Buried in the local news section of the New York Times on Wednesday was yet another disturbing report about the treatment of immigrant detainees by US Immigration and Customs Enforcement. http://bit.ly/5df4fp. Detainees at the Varick Street Detention Center in Lower Manhattan reportedly went on a hunger strike to protest ICE detention policies and practices. A Jamaican detainee alleged that “all hell broke” loose after about 100 detainees refused to go to the mess hall on Tuesday morning and gave ICE officers flyers declaring they were on a hunger strike protesting detention policies and practices. According to the Times, one detainee claimed a SWAT team used pepper spray and ‘beat up’ some detainees, took many to segregation cells as punishment and transferred about 17 to immigration jails in other states. The 20 detainees remaining in his dorm were threatened with similar treatment if they continued the hunger strike. Other detainees reported they had seen immigration agents in riot gear dragging detainees from the far side of the jail while other detainees were taken to the segregation unit. Most detainees who reported the incident would not give their names for fear of retaliation.

It may not seem surprising that prisoners would protest the conditions of their confinement. But ICE detention is particularly suspect and each and every allegation of abuse must be taken as if true until ICE proves otherwise. This latest report comes on the heels of a major article that ran in the Times on Sunday, January 9, 2010 that exposed a detention system riddled with abuse, neglect, death, and corruption which immigration authorities have schemed to keep secret. Over the past two years there have been no less than 20 alarming articles about abuse and death in ICE detention including,

A more complete catalog can be found at http://bit.ly/8JBA1w. Each article gets longer and more urgent.  And this list doesn’t include Congressional testimony and other independent reports detailing horrific detention conditions. As the Times stated in its January 19 editorial http://bit.ly/5WR6jE,

Americans have long known that the government has been running secretive immigration prisons into which detainees have frequently disappeared, their grave illnesses and injuries untreated, their fates undisclosed until well after early and unnecessary deaths.

Stored data =>
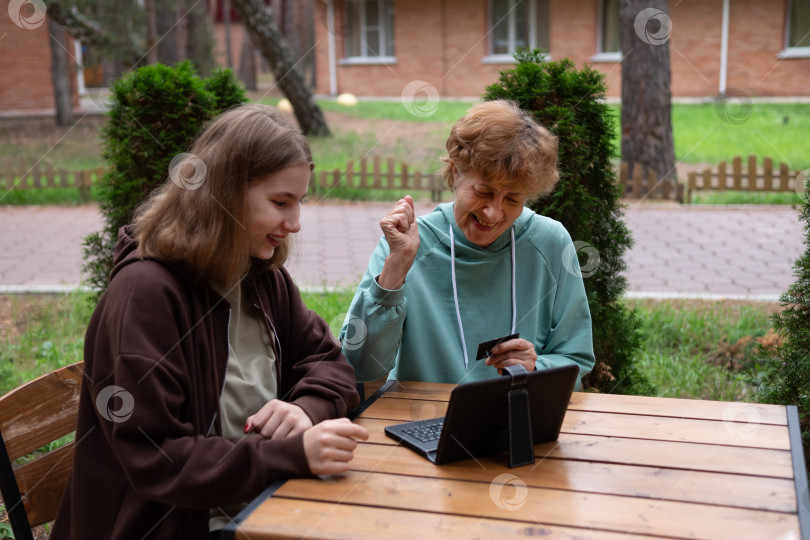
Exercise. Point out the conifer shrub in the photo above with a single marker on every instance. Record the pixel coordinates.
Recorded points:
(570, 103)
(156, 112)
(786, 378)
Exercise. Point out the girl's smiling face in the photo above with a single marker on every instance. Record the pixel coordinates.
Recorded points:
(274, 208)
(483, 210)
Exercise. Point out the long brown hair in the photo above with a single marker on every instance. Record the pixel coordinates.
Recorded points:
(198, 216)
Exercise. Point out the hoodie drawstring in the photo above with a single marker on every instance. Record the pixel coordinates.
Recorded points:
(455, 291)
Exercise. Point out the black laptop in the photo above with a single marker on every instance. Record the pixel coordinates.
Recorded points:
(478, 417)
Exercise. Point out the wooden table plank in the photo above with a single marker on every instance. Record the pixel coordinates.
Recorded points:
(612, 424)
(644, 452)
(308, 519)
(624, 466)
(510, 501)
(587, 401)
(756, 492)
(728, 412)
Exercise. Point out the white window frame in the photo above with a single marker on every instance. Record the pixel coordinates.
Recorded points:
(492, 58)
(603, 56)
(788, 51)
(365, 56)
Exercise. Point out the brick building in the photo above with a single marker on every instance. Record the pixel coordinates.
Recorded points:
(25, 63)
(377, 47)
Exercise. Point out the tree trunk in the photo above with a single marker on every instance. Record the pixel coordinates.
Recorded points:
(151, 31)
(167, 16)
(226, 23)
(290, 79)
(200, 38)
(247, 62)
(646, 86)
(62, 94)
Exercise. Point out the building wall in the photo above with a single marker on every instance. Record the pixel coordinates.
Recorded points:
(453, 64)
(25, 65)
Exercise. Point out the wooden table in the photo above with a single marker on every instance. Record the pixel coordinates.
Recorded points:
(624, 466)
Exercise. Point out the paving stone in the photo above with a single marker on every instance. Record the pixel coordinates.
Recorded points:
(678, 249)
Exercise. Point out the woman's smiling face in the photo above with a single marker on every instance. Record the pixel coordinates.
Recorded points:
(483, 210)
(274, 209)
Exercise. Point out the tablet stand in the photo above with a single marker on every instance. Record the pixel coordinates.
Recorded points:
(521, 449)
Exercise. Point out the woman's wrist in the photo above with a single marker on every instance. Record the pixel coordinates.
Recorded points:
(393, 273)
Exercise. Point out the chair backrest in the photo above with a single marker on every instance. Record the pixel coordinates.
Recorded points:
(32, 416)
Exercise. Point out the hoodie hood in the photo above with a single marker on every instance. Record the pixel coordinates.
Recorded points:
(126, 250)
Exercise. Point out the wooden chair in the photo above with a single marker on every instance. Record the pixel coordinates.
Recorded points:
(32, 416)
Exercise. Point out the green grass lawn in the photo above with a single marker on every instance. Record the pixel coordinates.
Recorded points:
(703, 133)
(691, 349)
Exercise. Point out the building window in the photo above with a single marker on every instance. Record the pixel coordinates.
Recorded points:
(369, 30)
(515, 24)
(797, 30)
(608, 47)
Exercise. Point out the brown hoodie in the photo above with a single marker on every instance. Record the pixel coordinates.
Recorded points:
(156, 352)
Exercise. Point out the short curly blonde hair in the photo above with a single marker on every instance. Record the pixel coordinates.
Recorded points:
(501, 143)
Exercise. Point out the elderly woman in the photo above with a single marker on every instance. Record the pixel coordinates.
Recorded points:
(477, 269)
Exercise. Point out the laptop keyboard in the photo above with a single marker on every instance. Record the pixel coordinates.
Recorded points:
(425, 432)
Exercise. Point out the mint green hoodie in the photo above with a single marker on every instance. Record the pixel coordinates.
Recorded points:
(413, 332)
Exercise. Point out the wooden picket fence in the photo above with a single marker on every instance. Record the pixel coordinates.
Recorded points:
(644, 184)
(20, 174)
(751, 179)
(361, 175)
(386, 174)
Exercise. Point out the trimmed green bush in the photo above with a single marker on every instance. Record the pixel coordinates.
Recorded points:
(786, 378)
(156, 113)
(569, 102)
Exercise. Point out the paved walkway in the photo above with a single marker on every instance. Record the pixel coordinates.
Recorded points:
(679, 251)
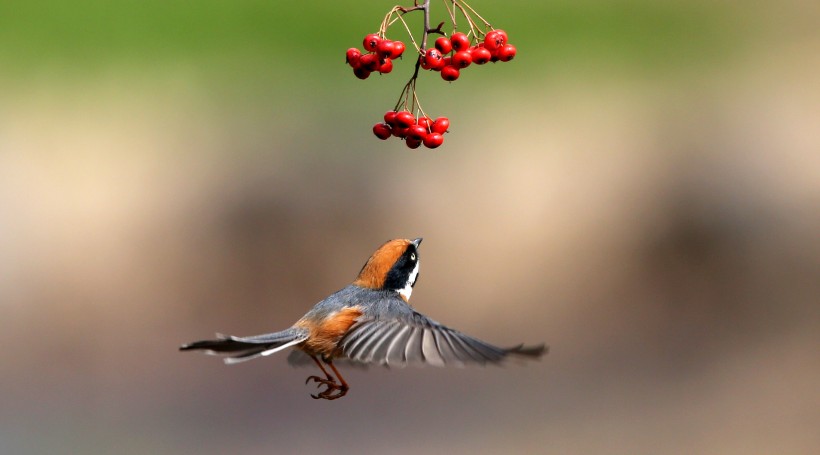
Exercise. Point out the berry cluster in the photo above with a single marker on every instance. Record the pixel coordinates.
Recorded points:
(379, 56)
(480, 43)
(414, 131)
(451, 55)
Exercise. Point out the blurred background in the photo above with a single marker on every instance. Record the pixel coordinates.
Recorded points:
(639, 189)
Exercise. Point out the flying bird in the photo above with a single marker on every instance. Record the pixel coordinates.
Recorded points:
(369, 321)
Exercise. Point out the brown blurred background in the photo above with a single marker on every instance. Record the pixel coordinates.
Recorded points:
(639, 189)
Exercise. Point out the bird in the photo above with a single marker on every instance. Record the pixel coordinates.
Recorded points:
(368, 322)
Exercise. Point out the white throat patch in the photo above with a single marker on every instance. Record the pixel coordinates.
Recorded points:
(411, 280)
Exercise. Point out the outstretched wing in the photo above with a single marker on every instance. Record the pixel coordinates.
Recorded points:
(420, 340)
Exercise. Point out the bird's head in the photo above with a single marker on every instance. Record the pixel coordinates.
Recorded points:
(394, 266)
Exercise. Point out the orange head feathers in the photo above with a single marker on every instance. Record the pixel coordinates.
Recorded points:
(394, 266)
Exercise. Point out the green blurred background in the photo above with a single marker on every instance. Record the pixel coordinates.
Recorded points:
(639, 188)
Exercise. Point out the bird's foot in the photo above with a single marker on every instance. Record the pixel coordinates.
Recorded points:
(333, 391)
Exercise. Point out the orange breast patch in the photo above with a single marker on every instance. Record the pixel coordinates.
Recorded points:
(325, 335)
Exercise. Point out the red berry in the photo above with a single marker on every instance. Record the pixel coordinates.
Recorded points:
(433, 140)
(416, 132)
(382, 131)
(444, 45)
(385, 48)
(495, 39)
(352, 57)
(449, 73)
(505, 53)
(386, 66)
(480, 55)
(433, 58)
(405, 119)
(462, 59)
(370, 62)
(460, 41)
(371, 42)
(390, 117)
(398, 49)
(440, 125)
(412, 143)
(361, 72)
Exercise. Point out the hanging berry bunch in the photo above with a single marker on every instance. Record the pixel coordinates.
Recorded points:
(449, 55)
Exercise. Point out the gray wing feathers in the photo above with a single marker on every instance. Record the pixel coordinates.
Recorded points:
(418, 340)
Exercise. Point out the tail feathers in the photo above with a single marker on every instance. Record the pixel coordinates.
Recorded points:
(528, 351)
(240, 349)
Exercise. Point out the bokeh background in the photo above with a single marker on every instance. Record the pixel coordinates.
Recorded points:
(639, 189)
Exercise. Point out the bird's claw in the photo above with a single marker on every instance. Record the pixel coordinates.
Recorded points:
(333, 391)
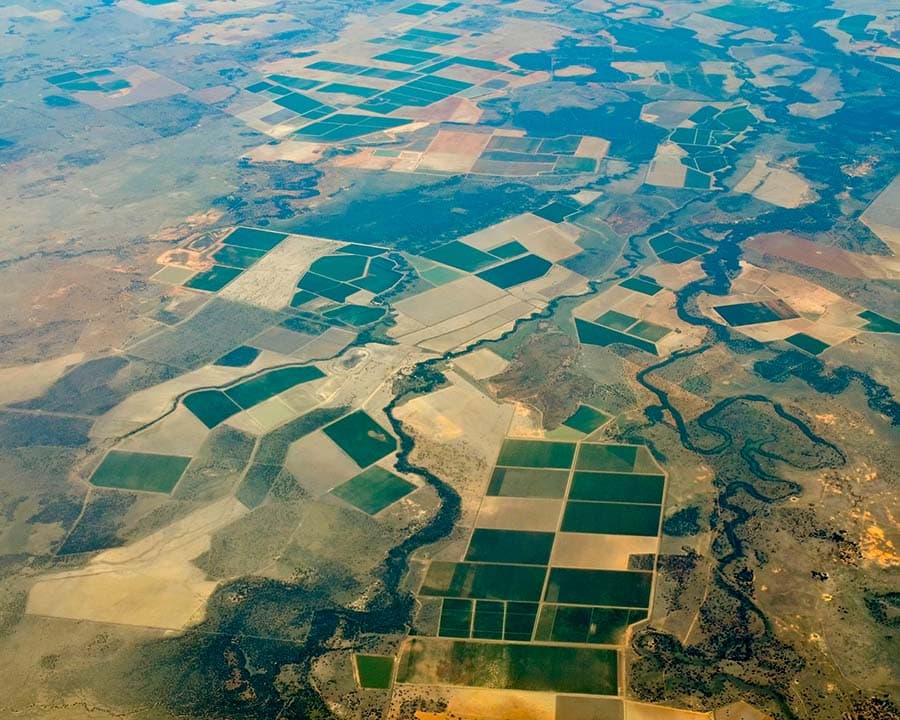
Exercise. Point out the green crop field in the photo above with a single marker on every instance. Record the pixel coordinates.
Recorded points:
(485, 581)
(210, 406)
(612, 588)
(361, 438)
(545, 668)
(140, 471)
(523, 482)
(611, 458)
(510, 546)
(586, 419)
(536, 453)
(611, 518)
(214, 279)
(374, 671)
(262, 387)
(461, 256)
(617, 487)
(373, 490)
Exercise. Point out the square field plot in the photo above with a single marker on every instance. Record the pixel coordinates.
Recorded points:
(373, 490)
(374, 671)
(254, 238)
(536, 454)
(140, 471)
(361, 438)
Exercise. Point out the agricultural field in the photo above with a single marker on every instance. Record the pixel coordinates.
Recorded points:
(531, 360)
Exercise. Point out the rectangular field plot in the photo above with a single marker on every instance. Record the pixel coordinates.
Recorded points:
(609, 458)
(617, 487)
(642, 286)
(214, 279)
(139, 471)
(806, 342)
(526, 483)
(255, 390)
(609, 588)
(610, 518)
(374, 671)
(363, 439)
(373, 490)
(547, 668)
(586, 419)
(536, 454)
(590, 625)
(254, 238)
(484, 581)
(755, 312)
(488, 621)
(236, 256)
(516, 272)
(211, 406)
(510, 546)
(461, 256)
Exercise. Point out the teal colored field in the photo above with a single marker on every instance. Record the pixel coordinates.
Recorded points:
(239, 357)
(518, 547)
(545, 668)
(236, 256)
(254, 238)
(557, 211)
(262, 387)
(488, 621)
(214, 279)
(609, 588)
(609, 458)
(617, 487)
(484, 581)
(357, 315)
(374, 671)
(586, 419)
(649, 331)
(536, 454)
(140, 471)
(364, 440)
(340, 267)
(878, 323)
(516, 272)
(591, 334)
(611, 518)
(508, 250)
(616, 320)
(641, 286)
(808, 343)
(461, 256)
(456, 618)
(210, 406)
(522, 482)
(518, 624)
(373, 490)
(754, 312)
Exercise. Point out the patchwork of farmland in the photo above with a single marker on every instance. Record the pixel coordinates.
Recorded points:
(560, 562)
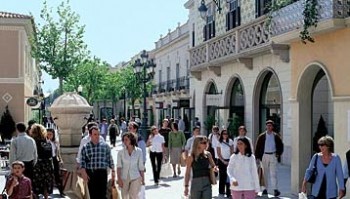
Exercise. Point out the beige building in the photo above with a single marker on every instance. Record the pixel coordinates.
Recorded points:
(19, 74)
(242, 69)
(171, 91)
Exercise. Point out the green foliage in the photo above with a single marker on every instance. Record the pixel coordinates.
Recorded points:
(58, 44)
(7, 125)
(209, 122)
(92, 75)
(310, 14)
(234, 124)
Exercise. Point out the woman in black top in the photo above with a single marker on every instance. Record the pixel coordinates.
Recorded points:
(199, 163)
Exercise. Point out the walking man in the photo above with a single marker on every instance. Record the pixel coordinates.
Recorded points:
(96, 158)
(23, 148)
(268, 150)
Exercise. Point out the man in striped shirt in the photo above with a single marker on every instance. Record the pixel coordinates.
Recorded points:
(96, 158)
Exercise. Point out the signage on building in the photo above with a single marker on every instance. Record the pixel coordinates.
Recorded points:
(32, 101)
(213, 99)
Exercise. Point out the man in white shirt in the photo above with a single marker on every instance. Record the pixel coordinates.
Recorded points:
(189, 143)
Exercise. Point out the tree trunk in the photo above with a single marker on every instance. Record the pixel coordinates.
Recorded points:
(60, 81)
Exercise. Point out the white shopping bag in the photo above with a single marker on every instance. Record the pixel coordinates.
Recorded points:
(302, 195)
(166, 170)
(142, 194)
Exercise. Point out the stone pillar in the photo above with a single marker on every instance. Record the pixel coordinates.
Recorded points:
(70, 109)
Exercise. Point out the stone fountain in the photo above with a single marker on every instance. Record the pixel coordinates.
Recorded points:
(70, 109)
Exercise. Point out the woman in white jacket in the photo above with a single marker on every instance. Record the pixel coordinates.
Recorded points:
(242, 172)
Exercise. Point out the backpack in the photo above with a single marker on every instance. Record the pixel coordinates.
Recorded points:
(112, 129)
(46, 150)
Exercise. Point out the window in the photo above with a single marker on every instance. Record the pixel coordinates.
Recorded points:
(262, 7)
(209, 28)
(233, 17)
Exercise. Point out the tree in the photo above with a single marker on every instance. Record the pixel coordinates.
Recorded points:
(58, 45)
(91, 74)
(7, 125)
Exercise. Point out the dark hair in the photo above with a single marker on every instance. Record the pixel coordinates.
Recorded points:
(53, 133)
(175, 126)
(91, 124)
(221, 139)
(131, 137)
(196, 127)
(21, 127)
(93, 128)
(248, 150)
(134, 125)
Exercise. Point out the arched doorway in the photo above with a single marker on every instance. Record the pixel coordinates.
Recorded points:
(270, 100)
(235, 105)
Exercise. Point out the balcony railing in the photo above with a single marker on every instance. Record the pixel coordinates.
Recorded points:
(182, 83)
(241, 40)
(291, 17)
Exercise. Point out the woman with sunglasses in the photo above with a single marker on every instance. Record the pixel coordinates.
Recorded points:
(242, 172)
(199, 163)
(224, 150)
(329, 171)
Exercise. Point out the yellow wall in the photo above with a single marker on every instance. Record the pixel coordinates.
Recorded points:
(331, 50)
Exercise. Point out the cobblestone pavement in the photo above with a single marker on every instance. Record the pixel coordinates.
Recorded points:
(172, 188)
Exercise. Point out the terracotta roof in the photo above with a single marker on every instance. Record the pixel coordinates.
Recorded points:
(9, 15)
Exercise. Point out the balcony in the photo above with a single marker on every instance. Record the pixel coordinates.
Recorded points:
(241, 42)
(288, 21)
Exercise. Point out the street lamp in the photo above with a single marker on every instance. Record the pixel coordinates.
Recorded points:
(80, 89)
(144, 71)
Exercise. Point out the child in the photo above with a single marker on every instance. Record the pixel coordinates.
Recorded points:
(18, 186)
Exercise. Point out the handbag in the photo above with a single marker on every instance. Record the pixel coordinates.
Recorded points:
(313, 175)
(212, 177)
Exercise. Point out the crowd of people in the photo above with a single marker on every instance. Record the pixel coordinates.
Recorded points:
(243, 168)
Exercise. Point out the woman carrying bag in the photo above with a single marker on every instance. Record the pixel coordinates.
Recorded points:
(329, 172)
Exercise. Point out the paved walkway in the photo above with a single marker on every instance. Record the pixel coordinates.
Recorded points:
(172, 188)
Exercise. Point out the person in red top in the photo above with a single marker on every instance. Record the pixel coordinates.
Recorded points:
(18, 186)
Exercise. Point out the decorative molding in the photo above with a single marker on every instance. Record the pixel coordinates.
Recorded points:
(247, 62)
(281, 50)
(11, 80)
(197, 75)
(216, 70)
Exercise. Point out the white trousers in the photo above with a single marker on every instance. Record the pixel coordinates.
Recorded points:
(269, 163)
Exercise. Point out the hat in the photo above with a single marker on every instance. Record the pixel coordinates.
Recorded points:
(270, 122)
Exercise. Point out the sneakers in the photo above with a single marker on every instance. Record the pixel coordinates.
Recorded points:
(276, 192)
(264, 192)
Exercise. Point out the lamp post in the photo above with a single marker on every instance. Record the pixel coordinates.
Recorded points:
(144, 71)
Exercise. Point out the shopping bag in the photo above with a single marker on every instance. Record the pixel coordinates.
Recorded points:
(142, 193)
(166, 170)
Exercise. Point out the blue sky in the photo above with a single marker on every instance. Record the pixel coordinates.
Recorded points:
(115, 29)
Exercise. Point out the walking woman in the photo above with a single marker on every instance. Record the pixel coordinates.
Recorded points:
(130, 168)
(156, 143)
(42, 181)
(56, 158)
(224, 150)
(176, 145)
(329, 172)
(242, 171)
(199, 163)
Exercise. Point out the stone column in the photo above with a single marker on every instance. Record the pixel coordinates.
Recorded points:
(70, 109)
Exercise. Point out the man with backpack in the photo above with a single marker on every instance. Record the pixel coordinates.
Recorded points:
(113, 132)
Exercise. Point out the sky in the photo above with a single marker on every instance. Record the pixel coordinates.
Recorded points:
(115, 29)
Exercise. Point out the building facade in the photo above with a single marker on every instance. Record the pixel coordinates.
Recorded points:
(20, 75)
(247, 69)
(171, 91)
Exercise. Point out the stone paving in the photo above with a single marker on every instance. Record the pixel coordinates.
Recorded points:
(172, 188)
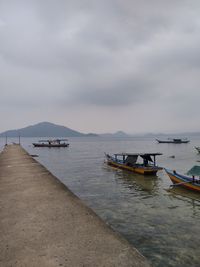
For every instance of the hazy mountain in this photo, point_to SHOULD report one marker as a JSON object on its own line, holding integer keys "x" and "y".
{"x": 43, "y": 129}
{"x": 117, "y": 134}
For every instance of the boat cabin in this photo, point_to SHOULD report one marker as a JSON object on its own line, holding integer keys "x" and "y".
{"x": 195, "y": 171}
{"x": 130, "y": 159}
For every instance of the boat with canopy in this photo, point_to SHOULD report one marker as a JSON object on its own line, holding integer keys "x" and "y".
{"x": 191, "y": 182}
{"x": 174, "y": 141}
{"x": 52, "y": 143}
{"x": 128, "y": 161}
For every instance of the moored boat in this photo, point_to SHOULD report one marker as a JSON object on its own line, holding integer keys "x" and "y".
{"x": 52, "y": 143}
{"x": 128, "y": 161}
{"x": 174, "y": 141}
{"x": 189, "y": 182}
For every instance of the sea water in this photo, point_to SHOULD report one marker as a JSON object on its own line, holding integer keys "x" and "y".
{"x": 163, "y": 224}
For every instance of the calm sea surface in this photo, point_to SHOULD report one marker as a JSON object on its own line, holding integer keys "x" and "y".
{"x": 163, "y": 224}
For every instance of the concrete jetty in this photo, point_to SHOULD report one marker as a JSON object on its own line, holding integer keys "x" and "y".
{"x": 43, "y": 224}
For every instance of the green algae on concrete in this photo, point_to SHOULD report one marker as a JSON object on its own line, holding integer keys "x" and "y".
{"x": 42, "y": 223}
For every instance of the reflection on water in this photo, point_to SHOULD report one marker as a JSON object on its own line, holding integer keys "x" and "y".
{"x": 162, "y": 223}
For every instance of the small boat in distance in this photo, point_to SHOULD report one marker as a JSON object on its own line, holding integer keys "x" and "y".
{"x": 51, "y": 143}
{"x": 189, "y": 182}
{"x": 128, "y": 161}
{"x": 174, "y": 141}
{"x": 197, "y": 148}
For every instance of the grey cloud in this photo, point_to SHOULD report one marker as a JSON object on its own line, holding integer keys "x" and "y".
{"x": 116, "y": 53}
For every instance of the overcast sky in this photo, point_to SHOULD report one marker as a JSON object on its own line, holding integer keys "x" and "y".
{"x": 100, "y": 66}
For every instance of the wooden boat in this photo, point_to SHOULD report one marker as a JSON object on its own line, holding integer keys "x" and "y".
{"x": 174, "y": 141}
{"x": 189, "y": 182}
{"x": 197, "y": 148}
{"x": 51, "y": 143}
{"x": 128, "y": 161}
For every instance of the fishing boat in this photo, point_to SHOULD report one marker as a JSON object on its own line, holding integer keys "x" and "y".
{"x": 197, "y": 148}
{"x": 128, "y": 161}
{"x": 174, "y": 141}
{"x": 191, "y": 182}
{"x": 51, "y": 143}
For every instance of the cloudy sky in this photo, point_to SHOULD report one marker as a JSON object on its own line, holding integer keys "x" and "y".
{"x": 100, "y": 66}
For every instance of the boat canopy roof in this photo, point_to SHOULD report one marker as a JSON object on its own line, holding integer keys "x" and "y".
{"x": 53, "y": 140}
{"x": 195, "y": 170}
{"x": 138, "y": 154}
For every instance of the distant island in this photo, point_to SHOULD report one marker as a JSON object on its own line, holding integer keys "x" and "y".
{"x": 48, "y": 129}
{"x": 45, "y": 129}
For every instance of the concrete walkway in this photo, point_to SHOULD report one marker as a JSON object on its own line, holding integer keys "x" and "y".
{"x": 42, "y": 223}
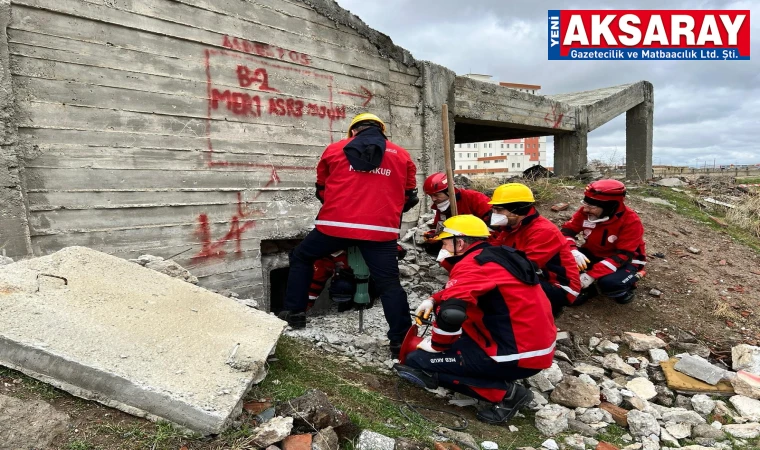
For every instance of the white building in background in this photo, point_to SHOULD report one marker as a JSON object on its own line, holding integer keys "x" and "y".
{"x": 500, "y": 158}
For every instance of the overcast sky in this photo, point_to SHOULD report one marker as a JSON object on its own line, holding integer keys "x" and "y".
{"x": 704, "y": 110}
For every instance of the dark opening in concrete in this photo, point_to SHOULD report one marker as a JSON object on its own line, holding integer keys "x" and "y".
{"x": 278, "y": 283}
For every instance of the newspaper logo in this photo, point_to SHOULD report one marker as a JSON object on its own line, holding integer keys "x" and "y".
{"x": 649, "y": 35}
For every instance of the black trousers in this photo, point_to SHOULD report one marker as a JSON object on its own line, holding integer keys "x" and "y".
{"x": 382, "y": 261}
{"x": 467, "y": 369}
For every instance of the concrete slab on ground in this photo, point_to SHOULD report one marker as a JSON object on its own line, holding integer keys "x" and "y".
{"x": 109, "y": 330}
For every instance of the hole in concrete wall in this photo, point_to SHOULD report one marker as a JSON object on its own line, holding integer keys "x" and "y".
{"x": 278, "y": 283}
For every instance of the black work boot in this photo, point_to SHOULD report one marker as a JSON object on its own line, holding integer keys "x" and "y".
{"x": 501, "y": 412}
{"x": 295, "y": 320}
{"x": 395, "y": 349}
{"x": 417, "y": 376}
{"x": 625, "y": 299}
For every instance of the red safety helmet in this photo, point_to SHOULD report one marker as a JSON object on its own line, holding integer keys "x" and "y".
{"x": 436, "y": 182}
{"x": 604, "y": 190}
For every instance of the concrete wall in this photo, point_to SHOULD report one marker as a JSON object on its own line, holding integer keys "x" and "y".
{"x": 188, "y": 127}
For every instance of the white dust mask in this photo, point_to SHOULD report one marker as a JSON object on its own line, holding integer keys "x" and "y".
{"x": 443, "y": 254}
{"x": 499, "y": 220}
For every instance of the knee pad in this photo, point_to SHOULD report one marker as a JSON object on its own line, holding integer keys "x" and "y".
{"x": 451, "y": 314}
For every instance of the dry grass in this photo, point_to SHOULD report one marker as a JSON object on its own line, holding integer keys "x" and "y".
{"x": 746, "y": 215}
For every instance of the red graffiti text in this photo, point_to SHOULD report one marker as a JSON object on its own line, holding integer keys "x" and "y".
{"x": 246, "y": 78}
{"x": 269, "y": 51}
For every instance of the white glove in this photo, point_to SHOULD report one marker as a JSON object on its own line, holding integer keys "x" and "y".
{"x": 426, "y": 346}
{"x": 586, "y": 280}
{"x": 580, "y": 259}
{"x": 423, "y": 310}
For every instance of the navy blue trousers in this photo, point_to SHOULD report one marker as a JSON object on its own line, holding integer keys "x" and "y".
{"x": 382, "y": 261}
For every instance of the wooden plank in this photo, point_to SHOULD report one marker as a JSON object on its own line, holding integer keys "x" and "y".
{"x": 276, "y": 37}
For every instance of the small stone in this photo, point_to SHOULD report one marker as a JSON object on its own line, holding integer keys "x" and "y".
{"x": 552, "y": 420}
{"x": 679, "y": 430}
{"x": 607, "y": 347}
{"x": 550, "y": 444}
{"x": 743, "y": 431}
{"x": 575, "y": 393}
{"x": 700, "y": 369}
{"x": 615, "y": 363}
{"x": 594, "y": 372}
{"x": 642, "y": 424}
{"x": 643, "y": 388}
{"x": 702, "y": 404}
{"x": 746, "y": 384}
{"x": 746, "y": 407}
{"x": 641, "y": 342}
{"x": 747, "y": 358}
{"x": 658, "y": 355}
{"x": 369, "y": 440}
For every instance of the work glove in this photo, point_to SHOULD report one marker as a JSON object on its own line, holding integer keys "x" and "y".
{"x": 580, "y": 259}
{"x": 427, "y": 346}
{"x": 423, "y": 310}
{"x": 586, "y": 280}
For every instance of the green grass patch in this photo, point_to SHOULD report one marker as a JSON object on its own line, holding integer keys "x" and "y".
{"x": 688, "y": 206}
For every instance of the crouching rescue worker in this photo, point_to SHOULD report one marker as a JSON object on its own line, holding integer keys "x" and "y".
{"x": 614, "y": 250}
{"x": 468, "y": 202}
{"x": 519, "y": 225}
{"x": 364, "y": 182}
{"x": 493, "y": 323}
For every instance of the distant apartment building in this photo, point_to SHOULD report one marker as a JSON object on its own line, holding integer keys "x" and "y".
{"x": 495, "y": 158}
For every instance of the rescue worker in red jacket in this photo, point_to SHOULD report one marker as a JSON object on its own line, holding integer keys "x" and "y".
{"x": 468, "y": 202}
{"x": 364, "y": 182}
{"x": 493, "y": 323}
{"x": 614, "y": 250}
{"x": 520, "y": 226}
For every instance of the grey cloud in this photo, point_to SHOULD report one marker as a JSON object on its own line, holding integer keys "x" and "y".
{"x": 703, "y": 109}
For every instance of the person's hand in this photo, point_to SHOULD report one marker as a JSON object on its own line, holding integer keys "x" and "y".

Exercise =>
Copy the entire piece on abuse in ICE detention word for word.

Worked solution =>
Buried in the local news section of the New York Times on Wednesday was yet another disturbing report about the treatment of immigrant detainees by US Immigration and Customs Enforcement. http://bit.ly/5df4fp. Detainees at the Varick Street Detention Center in Lower Manhattan reportedly went on a hunger strike to protest ICE detention policies and practices. A Jamaican detainee alleged that “all hell broke” loose after about 100 detainees refused to go to the mess hall on Tuesday morning and gave ICE officers flyers declaring they were on a hunger strike protesting detention policies and practices. According to the Times, one detainee claimed a SWAT team used pepper spray and ‘beat up’ some detainees, took many to segregation cells as punishment and transferred about 17 to immigration jails in other states. The 20 detainees remaining in his dorm were threatened with similar treatment if they continued the hunger strike. Other detainees reported they had seen immigration agents in riot gear dragging detainees from the far side of the jail while other detainees were taken to the segregation unit. Most detainees who reported the incident would not give their names for fear of retaliation.

It may not seem surprising that prisoners would protest the conditions of their confinement. But ICE detention is particularly suspect and each and every allegation of abuse must be taken as if true until ICE proves otherwise. This latest report comes on the heels of a major article that ran in the Times on Sunday, January 9, 2010 that exposed a detention system riddled with abuse, neglect, death, and corruption which immigration authorities have schemed to keep secret. Over the past two years there have been no less than 20 alarming articles about abuse and death in ICE detention including,

A more complete catalog can be found at http://bit.ly/8JBA1w. Each article gets longer and more urgent.  And this list doesn’t include Congressional testimony and other independent reports detailing horrific detention conditions. As the Times stated in its January 19 editorial http://bit.ly/5WR6jE,

Americans have long known that the government has been running secretive immigration prisons into which detainees have frequently disappeared, their grave illnesses and injuries untreated, their fates undisclosed until well after early and unnecessary deaths.